Input material:
··········

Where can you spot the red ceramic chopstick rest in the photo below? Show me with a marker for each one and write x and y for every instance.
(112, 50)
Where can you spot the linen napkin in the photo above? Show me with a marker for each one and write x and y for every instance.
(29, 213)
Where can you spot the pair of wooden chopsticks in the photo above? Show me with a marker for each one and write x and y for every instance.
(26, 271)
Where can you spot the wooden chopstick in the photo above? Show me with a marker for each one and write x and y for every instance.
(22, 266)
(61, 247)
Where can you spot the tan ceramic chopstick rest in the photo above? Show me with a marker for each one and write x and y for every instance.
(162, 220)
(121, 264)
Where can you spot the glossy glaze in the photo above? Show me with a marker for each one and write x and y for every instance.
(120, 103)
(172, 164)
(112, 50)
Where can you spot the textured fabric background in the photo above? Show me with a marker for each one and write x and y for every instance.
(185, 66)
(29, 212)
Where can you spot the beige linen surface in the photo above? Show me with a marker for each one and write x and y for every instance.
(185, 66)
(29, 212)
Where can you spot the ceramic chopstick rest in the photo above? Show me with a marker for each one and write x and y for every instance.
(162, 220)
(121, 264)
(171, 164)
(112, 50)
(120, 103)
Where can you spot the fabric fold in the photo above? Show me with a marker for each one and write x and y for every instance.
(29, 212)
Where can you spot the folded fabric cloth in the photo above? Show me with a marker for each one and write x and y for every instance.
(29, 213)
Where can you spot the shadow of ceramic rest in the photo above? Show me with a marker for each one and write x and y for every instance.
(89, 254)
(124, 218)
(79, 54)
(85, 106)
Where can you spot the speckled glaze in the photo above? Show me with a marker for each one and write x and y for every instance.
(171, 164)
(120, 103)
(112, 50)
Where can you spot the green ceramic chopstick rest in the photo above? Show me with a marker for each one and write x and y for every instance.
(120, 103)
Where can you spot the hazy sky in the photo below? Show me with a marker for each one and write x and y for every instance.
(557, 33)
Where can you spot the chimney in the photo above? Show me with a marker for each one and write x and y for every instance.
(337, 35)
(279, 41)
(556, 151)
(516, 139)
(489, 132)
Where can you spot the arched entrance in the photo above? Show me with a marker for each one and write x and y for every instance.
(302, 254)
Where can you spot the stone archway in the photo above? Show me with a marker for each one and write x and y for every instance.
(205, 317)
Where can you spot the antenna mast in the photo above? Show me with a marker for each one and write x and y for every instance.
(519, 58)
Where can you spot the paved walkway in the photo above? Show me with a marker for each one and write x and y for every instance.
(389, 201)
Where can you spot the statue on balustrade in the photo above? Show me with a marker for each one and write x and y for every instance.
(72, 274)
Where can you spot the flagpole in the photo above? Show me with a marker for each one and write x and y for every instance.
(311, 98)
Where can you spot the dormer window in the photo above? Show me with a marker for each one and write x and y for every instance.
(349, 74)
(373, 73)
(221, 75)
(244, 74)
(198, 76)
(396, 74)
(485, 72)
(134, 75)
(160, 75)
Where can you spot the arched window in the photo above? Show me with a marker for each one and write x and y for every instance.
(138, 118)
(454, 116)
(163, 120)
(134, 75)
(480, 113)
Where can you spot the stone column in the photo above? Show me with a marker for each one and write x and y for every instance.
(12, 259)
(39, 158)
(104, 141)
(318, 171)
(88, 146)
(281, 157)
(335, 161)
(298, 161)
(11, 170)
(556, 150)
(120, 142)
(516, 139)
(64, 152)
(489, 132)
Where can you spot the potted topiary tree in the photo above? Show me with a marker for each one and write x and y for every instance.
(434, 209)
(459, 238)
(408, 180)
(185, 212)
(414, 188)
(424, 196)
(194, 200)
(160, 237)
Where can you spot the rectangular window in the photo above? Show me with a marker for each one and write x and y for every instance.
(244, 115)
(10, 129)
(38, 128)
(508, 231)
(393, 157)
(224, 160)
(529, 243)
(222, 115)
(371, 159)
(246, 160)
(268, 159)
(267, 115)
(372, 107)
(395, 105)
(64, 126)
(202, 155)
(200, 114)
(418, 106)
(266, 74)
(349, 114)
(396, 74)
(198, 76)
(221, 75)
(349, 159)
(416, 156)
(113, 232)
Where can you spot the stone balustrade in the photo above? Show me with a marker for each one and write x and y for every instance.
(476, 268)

··········

Task: Word for word, write out all of the entries again.

Answer area:
Where can you spot the red ceramic chopstick rest in the photo below? Show me with a marker for each one and write x and y for every instance.
(112, 50)
Where can you spot the linen napkin in the photo above? Show me with a marker for each one and write x and y for every instance.
(29, 213)
Where can you spot the pair of wooden chopsticks in the photo above? Show me with a marker for each one and write x and y for every instance.
(26, 271)
Where can you spot the wooden chopstick in the photo above? Show me with a marker for each one and write x and y for every instance.
(22, 266)
(61, 247)
Where can you spot the tan ceramic chopstick rest in the photo above? Show me with a marker for each one and write x and y for every instance.
(162, 220)
(121, 264)
Where can you spot the glossy glaze in the photo above? Show me with a marker for each one and write x and y for every instance.
(120, 103)
(172, 164)
(112, 50)
Where can you spot the textured fabric background in the photo above? Show me with a marker for each one and write x and y for every instance.
(185, 66)
(29, 212)
Where can you spot the beige linen surface in the photo above? Show me with a marker for each one and write x and y for every instance.
(185, 66)
(29, 212)
Where can you spot the ceramic chopstick rest in the photo above? Show me with a marker for each one and write x and y for every instance.
(162, 220)
(121, 264)
(171, 164)
(112, 50)
(120, 103)
Where can you spot the fabric fold in the photo above? Show me with a marker for each one and write x and y for every instance.
(29, 212)
Where can you spot the folded fabric cloth in the photo above? Show me with a marker for each one and write x and y for every instance.
(29, 213)
Where can you spot the shadow of ceramic rest in the photo above? Show me with a marker for each one and write x and y for every instance.
(89, 254)
(124, 218)
(79, 54)
(85, 106)
Where can you spot the speckled glaze in the photo above? Show me with a marker for each one and write x and y for every instance.
(171, 164)
(120, 103)
(112, 50)
Where can you spot the green ceramic chopstick rest in the photo above? Show me with a marker for each one and write x and y for every instance.
(120, 103)
Where can you spot the hazy sky in the photo below? Show me with a marker for each one and write x and y for every instance.
(557, 33)
Where can you spot the chimney in the photo above? Show me with a marker for each one and write x and y for every instance.
(337, 35)
(279, 41)
(556, 151)
(516, 139)
(489, 132)
Where can you spot the arched entrance in the photo above? Show me with a marker for each one and write x and y for every instance.
(302, 254)
Where can you spot the stone archway in the photo above? Show me with a marker for each one and write x and y for every instance.
(205, 317)
Where can you spot the antenna mast in the photo above? Show me with a marker for each one and write x and y for every instance.
(519, 58)
Where can you spot the paved walkway in the photo above? Show me with a marker for each one and write x and y for every instance.
(389, 201)
Where can you spot the statue on balustrade in the photo above? Show me with a marker for each one and write x and y for every instance.
(72, 274)
Where can you spot the flagpole in the photo above? Show me with a marker for each one and write x and y for every instance.
(311, 98)
Where can you spot the dormer window in the photo above? Show me with a marker for each one and write x and y for every instance.
(349, 74)
(373, 73)
(221, 75)
(244, 74)
(198, 76)
(396, 74)
(485, 72)
(134, 75)
(160, 75)
Where can you spot the arched window in the photo above? Show me with a marker for each one and write x and y for every instance.
(138, 118)
(454, 116)
(163, 120)
(134, 75)
(480, 113)
Where can you spot the stone column in the photo above? Show me with a marker for each one and write x and y for every instance.
(12, 259)
(39, 158)
(104, 141)
(318, 171)
(88, 146)
(281, 157)
(335, 161)
(298, 161)
(11, 170)
(556, 150)
(120, 142)
(516, 139)
(64, 152)
(489, 132)
Where can you spot the potted topiary tree in the photo above? Show me with a marker for each one and write x and y for every instance.
(434, 209)
(459, 238)
(408, 180)
(185, 212)
(414, 188)
(424, 196)
(194, 200)
(160, 237)
Where can you spot the rectangular window in the photo above? Show me with a marker for each one and write x and y for every instance.
(244, 115)
(10, 129)
(38, 128)
(508, 231)
(393, 157)
(224, 160)
(529, 243)
(222, 115)
(371, 159)
(246, 160)
(268, 159)
(267, 115)
(372, 107)
(395, 105)
(64, 126)
(202, 155)
(200, 114)
(418, 106)
(266, 74)
(349, 114)
(396, 74)
(198, 76)
(221, 75)
(349, 159)
(416, 156)
(113, 232)
Where can you spot the stone balustrade in the photo above? Show me with a marker for each one and write x and y for every instance.
(476, 268)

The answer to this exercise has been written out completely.